----- Records for the exercise -----

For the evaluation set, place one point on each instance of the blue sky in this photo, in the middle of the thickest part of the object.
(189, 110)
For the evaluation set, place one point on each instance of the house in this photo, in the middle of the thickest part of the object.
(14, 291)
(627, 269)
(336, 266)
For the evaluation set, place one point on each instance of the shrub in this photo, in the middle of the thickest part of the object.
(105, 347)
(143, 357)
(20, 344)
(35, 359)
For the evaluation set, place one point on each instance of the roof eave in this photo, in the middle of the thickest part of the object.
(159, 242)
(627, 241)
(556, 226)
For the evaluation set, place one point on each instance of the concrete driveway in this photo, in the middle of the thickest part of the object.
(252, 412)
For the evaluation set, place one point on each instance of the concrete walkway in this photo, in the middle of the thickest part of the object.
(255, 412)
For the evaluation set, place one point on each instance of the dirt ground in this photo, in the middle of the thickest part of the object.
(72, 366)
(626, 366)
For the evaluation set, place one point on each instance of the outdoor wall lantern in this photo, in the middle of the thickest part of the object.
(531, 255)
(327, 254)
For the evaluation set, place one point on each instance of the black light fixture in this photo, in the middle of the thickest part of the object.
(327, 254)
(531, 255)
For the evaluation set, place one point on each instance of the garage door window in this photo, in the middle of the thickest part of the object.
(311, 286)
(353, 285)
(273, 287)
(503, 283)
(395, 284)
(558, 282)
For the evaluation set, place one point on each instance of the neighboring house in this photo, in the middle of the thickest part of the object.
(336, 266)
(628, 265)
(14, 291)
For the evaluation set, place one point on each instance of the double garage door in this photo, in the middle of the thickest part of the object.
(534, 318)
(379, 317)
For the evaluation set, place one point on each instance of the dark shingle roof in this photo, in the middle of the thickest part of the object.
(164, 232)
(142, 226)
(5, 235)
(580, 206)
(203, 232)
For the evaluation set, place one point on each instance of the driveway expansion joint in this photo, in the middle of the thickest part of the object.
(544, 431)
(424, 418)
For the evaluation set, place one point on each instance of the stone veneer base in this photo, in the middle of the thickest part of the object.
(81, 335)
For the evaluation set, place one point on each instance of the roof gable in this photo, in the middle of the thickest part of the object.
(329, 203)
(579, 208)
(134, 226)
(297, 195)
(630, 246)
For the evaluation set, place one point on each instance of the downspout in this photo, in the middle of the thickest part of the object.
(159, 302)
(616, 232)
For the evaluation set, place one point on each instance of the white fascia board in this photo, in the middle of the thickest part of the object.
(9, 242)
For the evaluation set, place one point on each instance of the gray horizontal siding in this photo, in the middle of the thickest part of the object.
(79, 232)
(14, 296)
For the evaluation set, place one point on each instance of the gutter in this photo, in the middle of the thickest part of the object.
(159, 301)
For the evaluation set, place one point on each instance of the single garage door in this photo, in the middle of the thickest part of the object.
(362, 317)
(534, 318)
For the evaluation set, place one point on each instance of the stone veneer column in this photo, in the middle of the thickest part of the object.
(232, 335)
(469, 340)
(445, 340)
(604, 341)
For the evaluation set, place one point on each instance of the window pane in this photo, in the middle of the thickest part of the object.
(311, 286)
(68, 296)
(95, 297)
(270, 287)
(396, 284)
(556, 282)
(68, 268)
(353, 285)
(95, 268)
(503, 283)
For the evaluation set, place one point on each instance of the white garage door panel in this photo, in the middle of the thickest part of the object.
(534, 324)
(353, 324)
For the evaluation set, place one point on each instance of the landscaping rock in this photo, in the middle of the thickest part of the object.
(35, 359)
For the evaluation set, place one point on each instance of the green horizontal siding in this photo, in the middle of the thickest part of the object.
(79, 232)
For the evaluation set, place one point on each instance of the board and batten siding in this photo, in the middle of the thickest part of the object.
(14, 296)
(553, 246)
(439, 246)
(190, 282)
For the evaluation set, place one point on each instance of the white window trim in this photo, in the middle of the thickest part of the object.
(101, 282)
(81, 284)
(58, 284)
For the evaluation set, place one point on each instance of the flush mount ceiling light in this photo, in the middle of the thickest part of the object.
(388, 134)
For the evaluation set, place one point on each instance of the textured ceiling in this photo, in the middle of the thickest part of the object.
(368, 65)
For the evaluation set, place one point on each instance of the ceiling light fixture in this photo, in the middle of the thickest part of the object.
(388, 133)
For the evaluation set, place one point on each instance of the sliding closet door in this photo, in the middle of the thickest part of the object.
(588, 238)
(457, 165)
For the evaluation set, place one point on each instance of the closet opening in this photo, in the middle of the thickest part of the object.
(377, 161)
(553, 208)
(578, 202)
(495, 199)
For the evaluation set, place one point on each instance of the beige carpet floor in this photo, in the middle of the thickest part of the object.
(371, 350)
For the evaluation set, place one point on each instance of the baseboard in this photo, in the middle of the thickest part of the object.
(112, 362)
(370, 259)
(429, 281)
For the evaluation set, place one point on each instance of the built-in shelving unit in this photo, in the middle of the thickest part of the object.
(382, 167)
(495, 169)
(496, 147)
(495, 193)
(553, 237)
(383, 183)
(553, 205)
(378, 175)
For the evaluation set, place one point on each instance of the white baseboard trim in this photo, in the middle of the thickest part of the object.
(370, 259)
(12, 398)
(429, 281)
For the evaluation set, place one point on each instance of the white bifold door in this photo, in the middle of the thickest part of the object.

-----

*Your task:* Output each line of the items above as one string in a JSON list, skipping any blank lines.

*Result of this task:*
[
  "For the evaluation set, place one point on each instance of the blue sky in this photo, in the middle of the thickest part of the object.",
  "(189, 110)",
  "For the evaluation set, place one point on each instance of the house in this photo, in the middle of the thickest part of the object.",
  "(14, 291)",
  "(627, 269)",
  "(336, 266)",
  "For the evaluation set, place one point on each instance of the shrub in this photo, in the middle of the thickest part of the object.",
  "(105, 347)",
  "(143, 357)",
  "(20, 344)",
  "(35, 359)",
  "For the evaluation set, place one point on each instance of the roof eave in this photo, in the middle of the thickest part of the object.",
  "(159, 242)",
  "(627, 241)",
  "(556, 226)",
  "For the evaluation set, place one point on each instance of the concrete driveway in this photo, in the middle of the thickest part of the object.",
  "(252, 412)",
  "For the evaluation set, place one point on each instance of the concrete walkway in this photo, in the middle of the thickest part of the object.",
  "(255, 412)",
  "For the evaluation set, place one point on each instance of the dirt ground in this photo, in the middle of the thickest part of the object.",
  "(72, 366)",
  "(626, 366)",
  "For the evaluation set, place one point on each instance of the outdoor wall lantern in this photo, in the middle of the thickest part of the object.",
  "(531, 255)",
  "(327, 254)",
  "For the evaluation set, place one point on each instance of the black light fixture in this photo, in the middle of the thickest part of the object.",
  "(327, 254)",
  "(531, 255)",
  "For the evaluation set, place one point on each instance of the garage door window in this photo, in the middle of the thickest part of the object.",
  "(311, 286)",
  "(353, 285)",
  "(273, 287)",
  "(503, 283)",
  "(395, 284)",
  "(558, 282)",
  "For the evaluation set, place one point on each instance of the neighboring house in this photo, in the middle of the thickest part of the object.",
  "(336, 266)",
  "(628, 265)",
  "(14, 291)",
  "For the evaluation set, place one point on each instance of the double garage door in this photo, in the middle of the thickest part of the object.",
  "(534, 318)",
  "(379, 317)",
  "For the evaluation set, place one point on each instance of the dark shingle roof in this photo, in the middle of the thickest part of the object.",
  "(164, 232)",
  "(142, 226)",
  "(5, 235)",
  "(580, 206)",
  "(203, 232)",
  "For the evaluation set, place one point on each instance of the driveway expansion joint in this photo, in the middle of the thickest part of the object.",
  "(544, 431)",
  "(424, 418)",
  "For the evaluation set, place one point on each instance of the stone veneer base in this photo, in the middle of the thickest part of the object.",
  "(81, 335)",
  "For the evaluation set, place one point on each instance of the roof gable in this photo, in the middle of the thickest part of the object.",
  "(329, 203)",
  "(579, 208)",
  "(134, 226)",
  "(297, 195)",
  "(630, 246)",
  "For the evaluation set, place one point on each instance of the downspout in this photo, in the middle of the thickest part of the object.",
  "(159, 302)",
  "(616, 232)",
  "For the evaluation set, place one point on each instance of the white fascia board in this photo, in the middle of the thickest part of the object.",
  "(9, 242)",
  "For the evaluation set, place one point on each instance of the gray horizontal siding in this photo, in the middle of the thickest part of the object.",
  "(79, 232)",
  "(14, 296)",
  "For the evaluation set, place one point on each instance of the gutter in this photo, in the middle of the thickest part of the object.",
  "(159, 301)",
  "For the evaluation set, place one point on each instance of the single garage door in this photo, in the middle of the thickest part of the object.",
  "(362, 317)",
  "(534, 318)",
  "For the evaluation set, place one point on each instance of the stone veneer column in this photo, in the middle of the thickest part of the object.",
  "(232, 335)",
  "(469, 340)",
  "(445, 340)",
  "(604, 341)",
  "For the evaluation set, place one point on each instance of the window pane in this photo, in the middle of the thickest part of the object.",
  "(311, 286)",
  "(68, 296)",
  "(95, 297)",
  "(270, 287)",
  "(396, 284)",
  "(556, 282)",
  "(68, 268)",
  "(353, 285)",
  "(95, 268)",
  "(503, 283)",
  "For the evaluation set, place one point on each instance of the white garage door panel in this photo, in the middle of the thickest part of the object.",
  "(534, 324)",
  "(353, 324)",
  "For the evaluation set, place one point on each instance of the landscaping rock in this photo, in the middle of the thickest part of the object.",
  "(35, 359)",
  "For the evaluation set, place one point on each instance of the green horizontal siding in this photo, in the middle of the thickest part of the object.",
  "(79, 232)",
  "For the evaluation set, place one point on each instance of the board and batten siding in this photo, in the middle of the thickest part of the object.",
  "(14, 296)",
  "(553, 246)",
  "(439, 246)",
  "(190, 282)",
  "For the evaluation set, place one point on each instance of the white window trim in this photo, in the middle of the thickest part of the object.",
  "(101, 282)",
  "(81, 284)",
  "(58, 284)",
  "For the evaluation set, place one point on each instance of the flush mount ceiling light in this photo, in the middle of the thickest part of the object.",
  "(388, 134)",
  "For the evaluation set, place one point on each instance of the textured ceiling in this photo, in the middle of the thickest part of the object.",
  "(368, 65)",
  "For the evaluation set, place one point on each instance of the ceiling light fixture in this photo, in the middle of the thickest part of the object.",
  "(388, 133)",
  "For the evaluation set, place one point on each instance of the sliding closet door in this photo, in the middle of the thickest part of the object.",
  "(588, 238)",
  "(457, 165)",
  "For the evaluation set, place one point on each instance of the closet opening in this photo, in the middle of the thickest part of the object.",
  "(377, 161)",
  "(553, 208)",
  "(578, 202)",
  "(495, 199)",
  "For the evaluation set, place one point on each instance of the beige carpet floor in this photo, in the middle of the thickest part of the object.",
  "(371, 350)",
  "For the evaluation set, place one point on each instance of the baseboard in this photo, in the middle of the thickest part of the object.",
  "(112, 362)",
  "(370, 259)",
  "(429, 281)",
  "For the evaluation set, place one point on each instance of the built-in shelving unit in this photo, in the middle of the thickest part of the object.",
  "(382, 167)",
  "(495, 169)",
  "(496, 147)",
  "(495, 193)",
  "(553, 237)",
  "(383, 183)",
  "(553, 205)",
  "(378, 175)",
  "For the evaluation set, place one point on each instance of the white baseboard trim in this photo, in the middle of the thickest part of the object.",
  "(370, 259)",
  "(12, 398)",
  "(429, 281)",
  "For the evaluation set, place one point on each instance of the white bifold door in this photo, in the middle of the thickest part of the object."
]